- Input data:
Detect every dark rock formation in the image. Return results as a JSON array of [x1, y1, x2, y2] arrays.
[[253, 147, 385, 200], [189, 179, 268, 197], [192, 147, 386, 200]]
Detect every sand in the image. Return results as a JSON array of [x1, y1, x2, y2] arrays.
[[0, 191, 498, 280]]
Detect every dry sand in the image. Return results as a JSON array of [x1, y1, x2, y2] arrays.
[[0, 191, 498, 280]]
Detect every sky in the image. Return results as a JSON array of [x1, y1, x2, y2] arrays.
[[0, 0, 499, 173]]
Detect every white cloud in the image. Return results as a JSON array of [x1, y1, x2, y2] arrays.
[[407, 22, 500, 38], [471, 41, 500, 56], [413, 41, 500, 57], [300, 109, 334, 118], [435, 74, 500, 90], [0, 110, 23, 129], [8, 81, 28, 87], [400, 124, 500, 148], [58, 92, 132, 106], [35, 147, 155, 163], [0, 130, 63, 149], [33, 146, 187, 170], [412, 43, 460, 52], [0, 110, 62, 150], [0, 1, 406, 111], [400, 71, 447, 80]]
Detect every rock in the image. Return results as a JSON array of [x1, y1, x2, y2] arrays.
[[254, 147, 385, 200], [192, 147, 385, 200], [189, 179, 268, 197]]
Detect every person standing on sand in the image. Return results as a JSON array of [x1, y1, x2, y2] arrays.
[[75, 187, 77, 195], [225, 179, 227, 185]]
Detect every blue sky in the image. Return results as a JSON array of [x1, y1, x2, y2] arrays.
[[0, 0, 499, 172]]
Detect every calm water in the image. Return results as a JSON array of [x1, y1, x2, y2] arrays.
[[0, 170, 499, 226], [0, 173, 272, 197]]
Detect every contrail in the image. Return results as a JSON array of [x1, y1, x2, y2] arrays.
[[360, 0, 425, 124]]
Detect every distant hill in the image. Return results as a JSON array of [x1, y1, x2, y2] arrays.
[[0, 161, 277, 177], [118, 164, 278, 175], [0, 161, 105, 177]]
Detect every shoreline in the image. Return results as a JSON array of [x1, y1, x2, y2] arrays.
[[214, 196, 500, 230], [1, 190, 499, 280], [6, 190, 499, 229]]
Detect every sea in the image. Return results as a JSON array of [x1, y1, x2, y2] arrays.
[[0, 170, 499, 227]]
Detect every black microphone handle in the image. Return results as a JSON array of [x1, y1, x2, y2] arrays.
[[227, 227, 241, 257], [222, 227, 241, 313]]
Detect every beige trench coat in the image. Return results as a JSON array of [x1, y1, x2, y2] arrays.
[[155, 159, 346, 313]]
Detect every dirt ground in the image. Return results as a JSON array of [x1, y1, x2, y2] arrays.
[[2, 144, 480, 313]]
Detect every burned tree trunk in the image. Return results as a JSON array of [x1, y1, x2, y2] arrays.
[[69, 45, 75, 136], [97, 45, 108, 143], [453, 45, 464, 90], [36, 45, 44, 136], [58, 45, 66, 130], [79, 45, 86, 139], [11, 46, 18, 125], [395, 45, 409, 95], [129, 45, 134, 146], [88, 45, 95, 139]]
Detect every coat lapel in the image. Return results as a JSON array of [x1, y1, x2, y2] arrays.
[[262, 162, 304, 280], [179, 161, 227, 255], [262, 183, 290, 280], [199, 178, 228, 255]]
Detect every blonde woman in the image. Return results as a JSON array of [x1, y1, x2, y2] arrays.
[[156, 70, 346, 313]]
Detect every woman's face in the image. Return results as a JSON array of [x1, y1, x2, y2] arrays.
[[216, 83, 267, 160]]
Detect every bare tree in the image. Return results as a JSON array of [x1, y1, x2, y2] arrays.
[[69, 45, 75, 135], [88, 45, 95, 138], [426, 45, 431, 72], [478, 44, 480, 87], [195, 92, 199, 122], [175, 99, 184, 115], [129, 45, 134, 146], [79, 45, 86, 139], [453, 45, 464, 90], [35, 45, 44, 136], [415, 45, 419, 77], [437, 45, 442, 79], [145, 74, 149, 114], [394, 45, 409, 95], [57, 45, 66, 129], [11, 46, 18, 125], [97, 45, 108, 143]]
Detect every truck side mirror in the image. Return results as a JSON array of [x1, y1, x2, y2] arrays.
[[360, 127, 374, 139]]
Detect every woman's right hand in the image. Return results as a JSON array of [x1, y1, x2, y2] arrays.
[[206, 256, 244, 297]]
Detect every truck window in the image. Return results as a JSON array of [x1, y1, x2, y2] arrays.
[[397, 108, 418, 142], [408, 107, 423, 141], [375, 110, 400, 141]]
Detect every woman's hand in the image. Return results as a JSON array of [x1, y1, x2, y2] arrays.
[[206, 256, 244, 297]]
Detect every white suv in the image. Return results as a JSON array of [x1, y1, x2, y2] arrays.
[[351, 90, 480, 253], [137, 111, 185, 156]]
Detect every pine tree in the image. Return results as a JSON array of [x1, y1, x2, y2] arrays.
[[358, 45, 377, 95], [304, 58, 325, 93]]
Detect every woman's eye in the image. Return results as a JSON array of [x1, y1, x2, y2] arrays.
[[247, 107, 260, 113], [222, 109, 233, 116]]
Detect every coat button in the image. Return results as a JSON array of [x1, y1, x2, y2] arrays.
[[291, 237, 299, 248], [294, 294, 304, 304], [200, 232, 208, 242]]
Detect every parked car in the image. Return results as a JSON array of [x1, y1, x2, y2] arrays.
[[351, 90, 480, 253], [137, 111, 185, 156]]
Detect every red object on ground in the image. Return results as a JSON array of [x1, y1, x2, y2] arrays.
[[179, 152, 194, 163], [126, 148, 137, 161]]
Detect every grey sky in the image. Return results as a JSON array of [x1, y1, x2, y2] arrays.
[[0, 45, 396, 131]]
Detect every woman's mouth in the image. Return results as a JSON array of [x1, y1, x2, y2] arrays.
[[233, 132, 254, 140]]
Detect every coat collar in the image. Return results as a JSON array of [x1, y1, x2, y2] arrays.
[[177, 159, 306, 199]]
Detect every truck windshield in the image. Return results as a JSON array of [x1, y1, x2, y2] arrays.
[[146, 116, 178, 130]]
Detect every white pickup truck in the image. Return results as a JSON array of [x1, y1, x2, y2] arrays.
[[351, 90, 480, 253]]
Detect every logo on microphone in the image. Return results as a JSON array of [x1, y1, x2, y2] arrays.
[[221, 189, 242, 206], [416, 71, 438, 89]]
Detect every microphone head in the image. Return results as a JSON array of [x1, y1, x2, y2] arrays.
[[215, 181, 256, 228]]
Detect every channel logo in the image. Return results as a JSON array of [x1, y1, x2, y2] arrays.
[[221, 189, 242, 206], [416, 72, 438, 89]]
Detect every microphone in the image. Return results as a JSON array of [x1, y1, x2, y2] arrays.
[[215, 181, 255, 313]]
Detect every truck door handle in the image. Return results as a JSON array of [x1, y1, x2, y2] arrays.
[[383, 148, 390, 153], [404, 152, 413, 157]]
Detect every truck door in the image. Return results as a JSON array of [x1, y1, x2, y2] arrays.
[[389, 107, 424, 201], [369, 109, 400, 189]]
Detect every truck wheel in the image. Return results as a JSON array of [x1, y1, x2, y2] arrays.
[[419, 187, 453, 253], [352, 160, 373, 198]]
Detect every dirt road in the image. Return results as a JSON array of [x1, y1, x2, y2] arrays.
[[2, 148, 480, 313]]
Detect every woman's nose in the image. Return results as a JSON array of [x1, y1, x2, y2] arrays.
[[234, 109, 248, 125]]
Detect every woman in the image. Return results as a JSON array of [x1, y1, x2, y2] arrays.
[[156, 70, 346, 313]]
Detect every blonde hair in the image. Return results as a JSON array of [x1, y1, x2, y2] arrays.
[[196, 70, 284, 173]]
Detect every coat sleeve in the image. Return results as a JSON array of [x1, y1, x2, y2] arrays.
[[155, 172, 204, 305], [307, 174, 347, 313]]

- Your instructions: The records above are to be restated word for word.

- Final answer:
Detect every dark rock formation in the image. Return results as a JSON array of [x1, y1, x2, y2] arrays.
[[253, 147, 385, 200], [189, 179, 268, 197], [192, 147, 386, 200]]
Detect every sand in the image. Return results as a JSON array of [x1, y1, x2, y2] arrays.
[[0, 191, 498, 280]]
Detect every dry sand in the image. Return results as a JSON array of [x1, y1, x2, y2] arrays.
[[0, 191, 498, 280]]
Detect every sky in the image. Return results as a JSON array of [x1, y1, x2, y2] arrays.
[[0, 0, 499, 173]]
Detect every white cloud in the image. Return results as a JSON array of [x1, y1, x2, y2] arrays.
[[407, 22, 500, 38], [471, 41, 500, 56], [413, 41, 500, 57], [300, 109, 334, 118], [435, 74, 500, 90], [0, 110, 23, 129], [8, 81, 28, 87], [400, 124, 500, 148], [58, 92, 132, 106], [35, 147, 155, 163], [0, 130, 63, 149], [33, 146, 187, 170], [412, 43, 460, 52], [0, 110, 62, 150], [0, 1, 406, 111], [400, 71, 447, 80]]
Detect every rock in the image. Return results as a JSON array of [x1, y1, x2, y2] arrays.
[[254, 147, 385, 200], [192, 147, 385, 200], [189, 179, 268, 197]]
Detect every person standing on sand in the image. Return results as a JSON array of [x1, y1, x2, y2] arrays.
[[75, 187, 77, 195], [225, 179, 227, 185]]
Detect every blue sky in the image. Return results as a JSON array of [x1, y1, x2, y2] arrays.
[[0, 0, 499, 172]]
Detect every calm water in the image. Return results as a JSON array of [x1, y1, x2, y2] arrays.
[[0, 170, 499, 226], [0, 173, 272, 197]]
Detect every contrail in the image. Return results as a JSON array of [x1, y1, x2, y2] arrays.
[[360, 0, 425, 124]]
Detect every distant hill in the image. Return results as a JSON array of [x1, y1, x2, y2] arrays.
[[0, 161, 277, 177], [118, 164, 278, 175], [0, 161, 105, 177]]
Detect every shoreline in the image. Return results as a JSON array of [x1, y1, x2, y2] arrays.
[[214, 196, 500, 230], [1, 190, 499, 280], [6, 190, 499, 229]]
Detect every sea in the image. Return results as a JSON array of [x1, y1, x2, y2] arrays.
[[0, 170, 499, 227]]
Detect every black microphone handle in the image. Return results as a JSON array of [x1, y1, x2, y2] arrays.
[[227, 227, 241, 257], [222, 227, 241, 313]]
Detect every beige trench coat in the image. Return results as a JSON array of [x1, y1, x2, y2] arrays.
[[155, 159, 346, 313]]
Detect every dirt ground in the image. Return results as a JSON array of [x1, y1, x2, y2] arrays.
[[2, 144, 480, 313]]
Detect every burned tree trunk in the image. Return results as a JSON array of [x1, y1, x2, y2] arrays.
[[69, 45, 75, 136], [97, 45, 108, 143], [453, 45, 464, 90], [36, 45, 44, 136], [58, 45, 66, 130], [79, 45, 86, 139], [11, 46, 18, 125], [395, 45, 409, 95], [129, 45, 134, 146], [88, 45, 95, 139]]
Detect every coat lapel in the image. Return results as a JSON array of [x1, y1, x2, y2] arrays.
[[262, 162, 304, 280], [179, 161, 227, 255], [262, 183, 290, 280], [199, 178, 228, 255]]
Detect every blonde woman in the image. Return results as a JSON array of [x1, y1, x2, y2] arrays.
[[156, 70, 346, 313]]
Detect every woman's face in the image. Return results as a JSON array of [x1, y1, x2, y2] arrays.
[[216, 83, 267, 160]]
Detect every bare tree in the image. Return results as a JSON array of [x1, y1, x2, y2] arrays.
[[69, 45, 75, 135], [88, 45, 95, 138], [426, 45, 431, 72], [478, 44, 480, 87], [195, 92, 199, 122], [175, 99, 184, 115], [129, 45, 134, 146], [79, 45, 86, 139], [453, 45, 464, 90], [35, 45, 44, 136], [415, 45, 419, 77], [437, 45, 442, 79], [145, 74, 149, 114], [394, 45, 409, 95], [57, 45, 66, 129], [11, 46, 18, 125], [97, 45, 108, 143]]
Detect every truck side mirror in the image. Return results as a JSON array of [x1, y1, x2, y2] arrays.
[[360, 127, 374, 139]]
Detect every woman's right hand in the image. Return results as a JSON array of [x1, y1, x2, y2] arrays.
[[206, 256, 244, 297]]
Detect every truck window in the image. Return results as a JSON array of [x1, y1, x2, y2] arrays.
[[397, 108, 418, 142], [408, 107, 423, 141], [375, 110, 400, 141]]
Detect every woman's hand in the image. Return results as a JSON array of [x1, y1, x2, y2] arrays.
[[206, 256, 244, 297]]
Detect every white suv in the image. Return results as a JSON array of [x1, y1, x2, y2] arrays.
[[351, 90, 480, 253], [137, 111, 185, 156]]
Detect every pine tree in the image. Return results as a JSON array of [x1, y1, x2, y2] arrays.
[[358, 45, 377, 95], [304, 58, 325, 93]]
Detect every woman's eye in the image. Return results as a JSON array of [x1, y1, x2, y2] arrays.
[[247, 107, 260, 113], [222, 109, 233, 116]]
Detect every coat button in the image. Return results as a JSON array of [x1, y1, x2, y2] arrays.
[[291, 237, 299, 248], [294, 294, 304, 304], [200, 232, 208, 242]]
Detect every parked car in the image. Return results as a JSON array of [x1, y1, x2, y2] arrays.
[[351, 90, 480, 253], [137, 111, 185, 156]]
Detect every red object on ground in the image. Return results as a JSON array of [x1, y1, x2, y2] arrays.
[[179, 152, 194, 163], [126, 148, 137, 161]]
Detect every grey sky in the image. Return results as a JSON array of [x1, y1, x2, y2] arrays.
[[0, 45, 396, 131]]
Detect every woman's mouth in the image. Return results as a JSON array of [x1, y1, x2, y2] arrays.
[[233, 132, 254, 140]]
Detect every coat collar in the image. Return results as a JSON array of [x1, y1, x2, y2] arrays.
[[177, 159, 306, 199]]
Detect every truck windshield in the image. Return results as a JSON array of [x1, y1, x2, y2] arrays.
[[146, 116, 178, 130]]
Detect every white pickup truck in the image. Return results as a JSON array of [x1, y1, x2, y2] arrays.
[[351, 90, 480, 253]]
Detect every logo on microphone in the image. Return results as a JSON array of [x1, y1, x2, y2] arrays.
[[221, 189, 242, 206], [416, 71, 438, 89]]
Detect every microphone head in the image. Return results as a JSON array of [x1, y1, x2, y2] arrays.
[[215, 181, 256, 228]]
Detect every channel logo in the image. Return results as a JSON array of [x1, y1, x2, y2] arrays.
[[221, 189, 242, 206], [416, 72, 438, 89]]
Detect every microphone in the image. Return results as a JSON array of [x1, y1, x2, y2] arrays.
[[215, 181, 255, 313]]
Detect every truck door handle in the image. Return results as a JSON array of [x1, y1, x2, y2] arrays.
[[383, 148, 390, 153], [404, 152, 413, 157]]
Detect every truck door in the image. Return results as a JSON array of [x1, y1, x2, y2] arrays.
[[389, 107, 424, 201], [369, 109, 400, 189]]
Detect every truck wheel in the image. Return results as a JSON array of [x1, y1, x2, y2] arrays.
[[419, 187, 453, 253], [352, 160, 373, 198]]
Detect every dirt road in the image. Return results as a JSON array of [x1, y1, x2, y2] arrays.
[[2, 148, 480, 313]]
Detect every woman's nose in the image. Return results as a JSON array of [x1, y1, x2, y2] arrays.
[[234, 109, 248, 125]]
Detect every woman in the image. Return results as a JSON array of [x1, y1, x2, y2] arrays.
[[156, 70, 346, 313]]
Detect every blonde hair in the image. Return results as a JSON array of [x1, y1, x2, y2] arrays.
[[196, 70, 284, 173]]
Detect every coat sleeve in the image. Return results as a JSON array of [x1, y1, x2, y2] arrays.
[[155, 172, 204, 305], [307, 174, 347, 313]]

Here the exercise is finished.